With the transition to value-based payment models in healthcare, Primary Care Physicians (PCPs) are seeing a greater need for more efficient care management for high-risk patients and an urgency to manage smarter transitions quickly. According to study performed by Beckers, 66% of readmissions happen within the first 15 days after a hospital discharge. This urgency puts a whole new focus on care transitions from hospital to post-acute care providers and their role amongst the broad care team to keep patients at home longer.

Dr. Chris Trotz and his team at South Jersey Family Medicine put together a program to prevent readmissions, improve patient safety, and enhance patient satisfaction. The initiative focused on increasing communication with a team that historically had no close bond or relationship with the patient — a challenge for a hyper-fragmented and isolated post-acute care segment. They worked with PreparedHealth to integrate enTouch™ into the workflow across the broad care team. Total health management enabled the team to proactively manage the patient case with real-time connectivity. The program resulted in no readmissions within 30 days for any patients enrolled in the program, along with a 20% reduction of the beneficiary cost of care.

List of tasks —
(1) Answer from the care-transitions text:
(a) According to the Beckers study, what share of readmissions happen within the first 15 days after a hospital discharge?
(b) Which company did the South Jersey Family Medicine team work with to integrate enTouch™?
(c) By how much was the beneficiary cost of care reduced?
(2) Translate this sentence from the care-transitions text into Spanish: "Total health management enabled the team to proactively manage the patient case with real-time connectivity."
(3) Give a continuation of the care-transitions text, starting after its final sentence.
The data that comes after this bears no relation to the care-transitions text.

Dataset entries —
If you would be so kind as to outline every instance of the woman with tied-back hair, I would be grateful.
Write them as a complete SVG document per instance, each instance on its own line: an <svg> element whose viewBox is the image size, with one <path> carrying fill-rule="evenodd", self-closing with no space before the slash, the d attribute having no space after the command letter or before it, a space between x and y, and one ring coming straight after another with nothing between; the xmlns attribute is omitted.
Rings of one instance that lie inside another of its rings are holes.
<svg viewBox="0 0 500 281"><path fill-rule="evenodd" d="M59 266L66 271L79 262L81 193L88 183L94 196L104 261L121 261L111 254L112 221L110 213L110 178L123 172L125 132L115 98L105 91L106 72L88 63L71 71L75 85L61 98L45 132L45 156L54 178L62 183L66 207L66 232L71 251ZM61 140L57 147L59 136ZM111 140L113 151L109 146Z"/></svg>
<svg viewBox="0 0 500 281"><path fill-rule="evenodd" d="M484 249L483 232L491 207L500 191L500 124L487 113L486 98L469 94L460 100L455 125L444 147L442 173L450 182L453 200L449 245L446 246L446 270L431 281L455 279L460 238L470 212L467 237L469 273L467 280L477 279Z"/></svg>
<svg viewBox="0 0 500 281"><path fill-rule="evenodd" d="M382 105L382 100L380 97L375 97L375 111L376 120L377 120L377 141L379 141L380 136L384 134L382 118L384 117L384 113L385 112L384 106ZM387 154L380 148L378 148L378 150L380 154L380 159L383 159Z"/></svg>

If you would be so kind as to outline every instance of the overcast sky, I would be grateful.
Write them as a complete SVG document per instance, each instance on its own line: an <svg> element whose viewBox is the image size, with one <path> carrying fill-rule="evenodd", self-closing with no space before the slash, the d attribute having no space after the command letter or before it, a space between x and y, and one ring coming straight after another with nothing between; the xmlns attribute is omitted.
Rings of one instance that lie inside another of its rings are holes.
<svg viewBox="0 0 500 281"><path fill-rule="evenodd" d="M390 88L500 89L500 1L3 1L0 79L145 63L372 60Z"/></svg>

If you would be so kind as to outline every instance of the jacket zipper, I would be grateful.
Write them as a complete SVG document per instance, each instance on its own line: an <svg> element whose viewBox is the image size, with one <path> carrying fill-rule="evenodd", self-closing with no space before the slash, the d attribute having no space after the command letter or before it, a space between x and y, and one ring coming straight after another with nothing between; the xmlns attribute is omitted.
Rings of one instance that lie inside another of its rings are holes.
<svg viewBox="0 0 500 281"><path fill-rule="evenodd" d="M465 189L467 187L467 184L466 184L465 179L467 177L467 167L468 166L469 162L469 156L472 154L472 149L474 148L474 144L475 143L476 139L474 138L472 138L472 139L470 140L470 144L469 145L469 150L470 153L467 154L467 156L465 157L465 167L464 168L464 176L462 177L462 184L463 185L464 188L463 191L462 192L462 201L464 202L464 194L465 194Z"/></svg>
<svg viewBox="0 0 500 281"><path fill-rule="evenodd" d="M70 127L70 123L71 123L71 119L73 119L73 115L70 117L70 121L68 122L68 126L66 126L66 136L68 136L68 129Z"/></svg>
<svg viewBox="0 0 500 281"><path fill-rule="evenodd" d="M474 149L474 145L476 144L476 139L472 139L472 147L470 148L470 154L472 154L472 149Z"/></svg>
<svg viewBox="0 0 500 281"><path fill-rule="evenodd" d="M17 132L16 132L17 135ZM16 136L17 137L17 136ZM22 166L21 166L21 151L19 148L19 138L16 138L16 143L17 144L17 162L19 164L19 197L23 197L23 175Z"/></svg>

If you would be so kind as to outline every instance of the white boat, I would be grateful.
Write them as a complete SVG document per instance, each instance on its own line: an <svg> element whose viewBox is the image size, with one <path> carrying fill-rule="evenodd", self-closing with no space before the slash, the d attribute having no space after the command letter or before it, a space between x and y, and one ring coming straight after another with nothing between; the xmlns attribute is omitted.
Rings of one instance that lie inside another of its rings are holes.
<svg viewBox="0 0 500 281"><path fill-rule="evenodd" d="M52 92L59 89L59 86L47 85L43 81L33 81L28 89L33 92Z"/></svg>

Responses in order —
(1)
(a) 66%
(b) PreparedHealth
(c) 20%

(2) La gestión integral de la salud permitió al equipo gestionar de forma proactiva el caso del paciente con conectividad en tiempo real.

(3)
We sat down with Dr. Trotz to get a more in-depth look at how he is creating an expanded care team virtually. The conversation was enlightening and he agreed to let us share his secrets to success that will no doubt help many other Primary Care Physicians, as well as Geriatricians, Nurse Practitioners, Care Managers, and other types of providers who need to better utilize their relationships with post-acute providers.

Step 1: Pick the Right Team
Know how you really want to work with your partners and coach them. Create a care team driven by quality of care and a willingness to rally around the patient. Find other providers who are eager to communicate about the patient in real time and engage with each other. Increase engagement between the primary care office, long-term care facilities, skilled nursing facilities, home care agencies, and hospital case managers coordinating discharges from the hospital.

Step 2: Put the PCP at the center
The person who knows the patient best needs to be included at the center of the dialogue. The PCP has the historical knowledge to help the team make quicker, more efficient decisions on interventions and avoid excessive or repeated testing and care.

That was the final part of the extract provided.